**Material provided:**
>> BEGIN

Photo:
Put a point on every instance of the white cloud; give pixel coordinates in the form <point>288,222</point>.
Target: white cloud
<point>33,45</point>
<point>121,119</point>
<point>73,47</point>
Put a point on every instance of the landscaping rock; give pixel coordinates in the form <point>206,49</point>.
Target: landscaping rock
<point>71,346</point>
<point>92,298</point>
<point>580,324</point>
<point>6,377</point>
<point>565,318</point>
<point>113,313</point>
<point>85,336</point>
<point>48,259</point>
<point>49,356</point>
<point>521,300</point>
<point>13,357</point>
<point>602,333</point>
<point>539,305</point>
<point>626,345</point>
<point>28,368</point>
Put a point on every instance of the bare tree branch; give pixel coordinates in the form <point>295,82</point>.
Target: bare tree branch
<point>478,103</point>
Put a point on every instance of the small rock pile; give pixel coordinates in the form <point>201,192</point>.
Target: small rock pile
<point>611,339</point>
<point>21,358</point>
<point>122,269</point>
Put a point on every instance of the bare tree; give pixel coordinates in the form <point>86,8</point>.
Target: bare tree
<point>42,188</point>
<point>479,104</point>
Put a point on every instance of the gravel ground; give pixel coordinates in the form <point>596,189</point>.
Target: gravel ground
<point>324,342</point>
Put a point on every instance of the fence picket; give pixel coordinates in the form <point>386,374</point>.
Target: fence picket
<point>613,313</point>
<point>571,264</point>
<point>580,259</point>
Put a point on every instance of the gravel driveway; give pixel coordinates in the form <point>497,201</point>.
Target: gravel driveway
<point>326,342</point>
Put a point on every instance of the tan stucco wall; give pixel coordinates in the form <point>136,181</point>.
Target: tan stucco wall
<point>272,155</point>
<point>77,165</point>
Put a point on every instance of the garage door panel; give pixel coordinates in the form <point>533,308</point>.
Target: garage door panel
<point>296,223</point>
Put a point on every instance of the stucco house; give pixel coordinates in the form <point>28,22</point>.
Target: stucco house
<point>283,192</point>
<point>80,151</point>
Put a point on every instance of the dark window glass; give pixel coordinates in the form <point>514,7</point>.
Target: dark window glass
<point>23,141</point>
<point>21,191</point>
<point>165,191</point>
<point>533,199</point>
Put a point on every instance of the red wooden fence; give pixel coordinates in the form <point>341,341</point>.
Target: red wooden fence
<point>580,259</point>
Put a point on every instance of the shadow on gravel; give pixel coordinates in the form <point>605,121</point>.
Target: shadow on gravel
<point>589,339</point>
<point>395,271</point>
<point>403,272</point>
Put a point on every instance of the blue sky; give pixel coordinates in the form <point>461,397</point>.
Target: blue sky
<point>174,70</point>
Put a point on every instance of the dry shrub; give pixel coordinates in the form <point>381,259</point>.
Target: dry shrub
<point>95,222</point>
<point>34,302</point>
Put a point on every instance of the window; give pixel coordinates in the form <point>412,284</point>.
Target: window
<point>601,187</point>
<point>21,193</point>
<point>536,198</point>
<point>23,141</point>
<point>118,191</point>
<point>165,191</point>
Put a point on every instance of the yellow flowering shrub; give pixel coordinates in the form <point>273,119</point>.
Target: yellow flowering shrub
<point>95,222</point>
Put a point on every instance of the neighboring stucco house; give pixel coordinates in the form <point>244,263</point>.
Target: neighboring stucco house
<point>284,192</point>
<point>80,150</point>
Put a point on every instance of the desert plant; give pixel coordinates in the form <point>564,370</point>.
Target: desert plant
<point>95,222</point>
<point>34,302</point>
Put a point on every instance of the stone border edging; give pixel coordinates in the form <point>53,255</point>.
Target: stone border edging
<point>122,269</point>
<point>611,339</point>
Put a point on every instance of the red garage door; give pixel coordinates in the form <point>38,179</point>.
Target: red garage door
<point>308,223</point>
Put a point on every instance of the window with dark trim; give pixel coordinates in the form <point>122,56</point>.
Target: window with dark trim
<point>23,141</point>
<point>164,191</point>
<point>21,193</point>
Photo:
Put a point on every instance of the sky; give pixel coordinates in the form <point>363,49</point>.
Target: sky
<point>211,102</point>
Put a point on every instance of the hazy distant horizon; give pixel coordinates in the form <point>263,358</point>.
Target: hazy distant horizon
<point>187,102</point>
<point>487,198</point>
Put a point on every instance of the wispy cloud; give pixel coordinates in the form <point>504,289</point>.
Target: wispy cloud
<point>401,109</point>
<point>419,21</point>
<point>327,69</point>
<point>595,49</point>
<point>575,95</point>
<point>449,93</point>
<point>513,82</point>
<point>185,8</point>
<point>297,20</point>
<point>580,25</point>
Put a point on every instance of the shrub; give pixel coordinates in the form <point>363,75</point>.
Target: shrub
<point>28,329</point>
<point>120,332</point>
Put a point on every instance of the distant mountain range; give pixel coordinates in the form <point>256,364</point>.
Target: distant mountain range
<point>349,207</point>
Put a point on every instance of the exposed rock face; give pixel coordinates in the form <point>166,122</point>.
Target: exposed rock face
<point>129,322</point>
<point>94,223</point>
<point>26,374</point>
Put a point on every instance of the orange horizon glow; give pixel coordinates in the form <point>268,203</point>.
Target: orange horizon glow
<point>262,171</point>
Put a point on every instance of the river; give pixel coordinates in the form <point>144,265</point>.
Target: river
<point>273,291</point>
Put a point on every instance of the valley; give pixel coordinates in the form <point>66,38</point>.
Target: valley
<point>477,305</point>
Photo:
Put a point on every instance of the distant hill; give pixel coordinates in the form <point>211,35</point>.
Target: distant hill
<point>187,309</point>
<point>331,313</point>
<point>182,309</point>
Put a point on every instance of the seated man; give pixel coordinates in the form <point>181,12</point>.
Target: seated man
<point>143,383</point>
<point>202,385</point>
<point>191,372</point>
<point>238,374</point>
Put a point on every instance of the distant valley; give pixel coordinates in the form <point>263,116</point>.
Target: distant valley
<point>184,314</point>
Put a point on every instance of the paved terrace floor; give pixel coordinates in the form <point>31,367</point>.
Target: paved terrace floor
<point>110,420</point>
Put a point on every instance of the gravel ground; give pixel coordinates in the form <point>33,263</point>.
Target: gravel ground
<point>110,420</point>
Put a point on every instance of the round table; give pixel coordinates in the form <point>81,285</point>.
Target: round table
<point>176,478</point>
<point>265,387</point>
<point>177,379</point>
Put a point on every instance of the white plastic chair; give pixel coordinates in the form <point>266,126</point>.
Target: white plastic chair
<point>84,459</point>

>> END

Can you rewrite every line of the records above as a Markdown table with two columns, Row for the line number and Line for its text, leaving out any blank lines?

| Row | Line |
|---|---|
| 1 | Photo: |
| 2 | Put a point on every instance of the white cloud; give pixel coordinates in the form <point>288,222</point>. |
| 3 | Target: white cloud |
| 4 | <point>33,45</point> |
| 5 | <point>121,119</point> |
| 6 | <point>73,47</point> |
| 7 | Put a point on every instance of the landscaping rock; give pixel coordinates in the form <point>206,49</point>. |
| 8 | Target: landscaping rock |
| 9 | <point>71,346</point> |
| 10 | <point>92,298</point> |
| 11 | <point>580,324</point> |
| 12 | <point>6,377</point> |
| 13 | <point>565,318</point> |
| 14 | <point>113,313</point> |
| 15 | <point>85,336</point> |
| 16 | <point>48,259</point> |
| 17 | <point>49,356</point> |
| 18 | <point>521,300</point> |
| 19 | <point>13,357</point> |
| 20 | <point>602,333</point> |
| 21 | <point>539,305</point> |
| 22 | <point>626,345</point> |
| 23 | <point>28,368</point> |
| 24 | Put a point on every instance of the bare tree branch; give pixel coordinates in the form <point>295,82</point>. |
| 25 | Target: bare tree branch |
| 26 | <point>478,103</point> |
| 27 | Put a point on every instance of the small rock pile; give pixel coordinates in the form <point>201,192</point>. |
| 28 | Target: small rock pile |
| 29 | <point>611,339</point> |
| 30 | <point>21,358</point> |
| 31 | <point>122,269</point> |
| 32 | Put a point on every instance of the bare tree; give pixel coordinates in the form <point>86,8</point>. |
| 33 | Target: bare tree |
| 34 | <point>42,188</point> |
| 35 | <point>479,104</point> |
| 36 | Put a point on every instance of the gravel ground; give pixel coordinates in the form <point>596,189</point>. |
| 37 | Target: gravel ground |
| 38 | <point>324,342</point> |
| 39 | Put a point on every instance of the fence picket; give pixel coordinates in the form <point>386,374</point>. |
| 40 | Target: fence picket |
| 41 | <point>613,313</point> |
| 42 | <point>571,264</point> |
| 43 | <point>580,259</point> |
| 44 | Put a point on every instance of the gravel driveway; give pixel coordinates in the form <point>497,201</point>. |
| 45 | Target: gravel driveway |
| 46 | <point>326,342</point> |
| 47 | Put a point on every instance of the tan stucco wall; give pixel coordinates in the form <point>136,181</point>. |
| 48 | Target: tan stucco wall |
| 49 | <point>272,155</point> |
| 50 | <point>77,165</point> |
| 51 | Put a point on every instance of the garage door panel; give pixel coordinates in the form <point>533,308</point>. |
| 52 | Target: garage door panel |
| 53 | <point>296,223</point> |
| 54 | Put a point on every instance of the stucco house; give pixel coordinates in the form <point>28,22</point>. |
| 55 | Target: stucco house |
| 56 | <point>283,192</point> |
| 57 | <point>80,151</point> |
| 58 | Put a point on every instance of the dark window glass; give pixel coordinates in the form <point>514,7</point>. |
| 59 | Target: dark window glass |
| 60 | <point>23,141</point> |
| 61 | <point>21,191</point> |
| 62 | <point>165,191</point> |
| 63 | <point>533,199</point> |
| 64 | Put a point on every instance of the red wooden fence; give pixel coordinates in the form <point>341,341</point>. |
| 65 | Target: red wooden fence |
| 66 | <point>580,259</point> |
| 67 | Put a point on every instance of the shadow on gravel; give pixel coordinates in the form <point>605,121</point>. |
| 68 | Target: shadow on gravel |
| 69 | <point>589,339</point> |
| 70 | <point>395,271</point> |
| 71 | <point>403,272</point> |
| 72 | Put a point on every instance of the blue sky; give pixel coordinates in the form <point>461,397</point>. |
| 73 | Target: blue sky |
| 74 | <point>174,70</point> |
| 75 | Put a point on every instance of the dry shrub; give pixel coordinates in the form <point>381,259</point>. |
| 76 | Target: dry shrub |
| 77 | <point>95,222</point> |
| 78 | <point>34,302</point> |
| 79 | Put a point on every instance of the window; give pixel coordinates in the form <point>412,284</point>. |
| 80 | Target: window |
| 81 | <point>601,187</point> |
| 82 | <point>21,193</point> |
| 83 | <point>536,198</point> |
| 84 | <point>23,141</point> |
| 85 | <point>118,191</point> |
| 86 | <point>165,191</point> |
| 87 | Put a point on every instance of the yellow flowering shrub; give pixel coordinates in the form <point>273,119</point>. |
| 88 | Target: yellow flowering shrub |
| 89 | <point>95,222</point> |
| 90 | Put a point on every instance of the neighboring stucco house; give pixel coordinates in the form <point>244,263</point>. |
| 91 | Target: neighboring stucco house |
| 92 | <point>284,192</point> |
| 93 | <point>80,150</point> |
| 94 | Put a point on every instance of the desert plant; give pixel coordinates in the form <point>564,370</point>. |
| 95 | Target: desert plant |
| 96 | <point>95,222</point> |
| 97 | <point>34,302</point> |
| 98 | Put a point on every instance of the stone border edging; give pixel coordinates in the form <point>53,255</point>. |
| 99 | Target: stone border edging |
| 100 | <point>122,269</point> |
| 101 | <point>611,339</point> |
| 102 | Put a point on every instance of the red garage door; give pixel coordinates in the form <point>38,179</point>. |
| 103 | Target: red garage door |
| 104 | <point>308,223</point> |
| 105 | Put a point on every instance of the window with dark trim; give pixel coordinates in the form <point>122,56</point>. |
| 106 | Target: window with dark trim |
| 107 | <point>23,141</point> |
| 108 | <point>164,191</point> |
| 109 | <point>21,193</point> |
| 110 | Photo: |
| 111 | Put a point on every instance of the sky; give pixel coordinates in the form <point>363,49</point>. |
| 112 | Target: sky |
| 113 | <point>211,102</point> |
| 114 | Put a point on every instance of the hazy distant horizon; give pixel coordinates in the form <point>263,358</point>. |
| 115 | Target: hazy distant horizon |
| 116 | <point>187,102</point> |
| 117 | <point>487,198</point> |
| 118 | Put a point on every instance of the wispy cloud; give pixel coordinates in the form <point>504,289</point>. |
| 119 | Target: wispy cloud |
| 120 | <point>401,109</point> |
| 121 | <point>419,21</point> |
| 122 | <point>327,69</point> |
| 123 | <point>595,49</point> |
| 124 | <point>575,95</point> |
| 125 | <point>449,93</point> |
| 126 | <point>513,82</point> |
| 127 | <point>185,8</point> |
| 128 | <point>297,20</point> |
| 129 | <point>580,25</point> |
| 130 | Put a point on every instance of the shrub; give pixel coordinates in the form <point>363,75</point>. |
| 131 | Target: shrub |
| 132 | <point>28,329</point> |
| 133 | <point>120,332</point> |
| 134 | Put a point on every instance of the distant mountain range; give pixel coordinates in the form <point>256,364</point>. |
| 135 | Target: distant mountain range |
| 136 | <point>349,207</point> |
| 137 | Put a point on every instance of the exposed rock face; give pixel coordinates in the form <point>166,122</point>. |
| 138 | Target: exposed rock face |
| 139 | <point>129,322</point> |
| 140 | <point>94,223</point> |
| 141 | <point>26,374</point> |
| 142 | Put a point on every instance of the orange horizon glow; give pixel coordinates in the form <point>268,203</point>. |
| 143 | Target: orange horizon glow |
| 144 | <point>262,171</point> |
| 145 | Put a point on every instance of the river; give pixel coordinates in the form <point>144,265</point>. |
| 146 | Target: river |
| 147 | <point>273,291</point> |
| 148 | Put a point on every instance of the valley; give pixel coordinates in the form <point>66,38</point>. |
| 149 | Target: valley |
| 150 | <point>477,305</point> |
| 151 | Photo: |
| 152 | Put a point on every instance of the distant hill; give pixel coordinates in the form <point>211,35</point>. |
| 153 | Target: distant hill |
| 154 | <point>187,309</point> |
| 155 | <point>331,313</point> |
| 156 | <point>182,309</point> |
| 157 | Put a point on every instance of the seated man; give pixel coordinates in the form <point>181,12</point>. |
| 158 | Target: seated man |
| 159 | <point>143,383</point> |
| 160 | <point>202,385</point> |
| 161 | <point>191,372</point> |
| 162 | <point>238,374</point> |
| 163 | Put a point on every instance of the distant valley; give pixel coordinates in the form <point>263,116</point>. |
| 164 | Target: distant valley |
| 165 | <point>184,314</point> |
| 166 | Put a point on every instance of the paved terrace floor; give pixel coordinates in the form <point>31,367</point>. |
| 167 | Target: paved terrace floor |
| 168 | <point>110,420</point> |
| 169 | Put a point on every instance of the gravel ground; give pixel coordinates in the form <point>33,263</point>. |
| 170 | Target: gravel ground |
| 171 | <point>110,420</point> |
| 172 | Put a point on every instance of the round table; give pixel coordinates in the form <point>81,285</point>. |
| 173 | Target: round table |
| 174 | <point>176,478</point> |
| 175 | <point>265,387</point> |
| 176 | <point>177,379</point> |
| 177 | Put a point on every instance of the white plastic chair; give pixel coordinates in the form <point>266,126</point>. |
| 178 | Target: white plastic chair |
| 179 | <point>84,459</point> |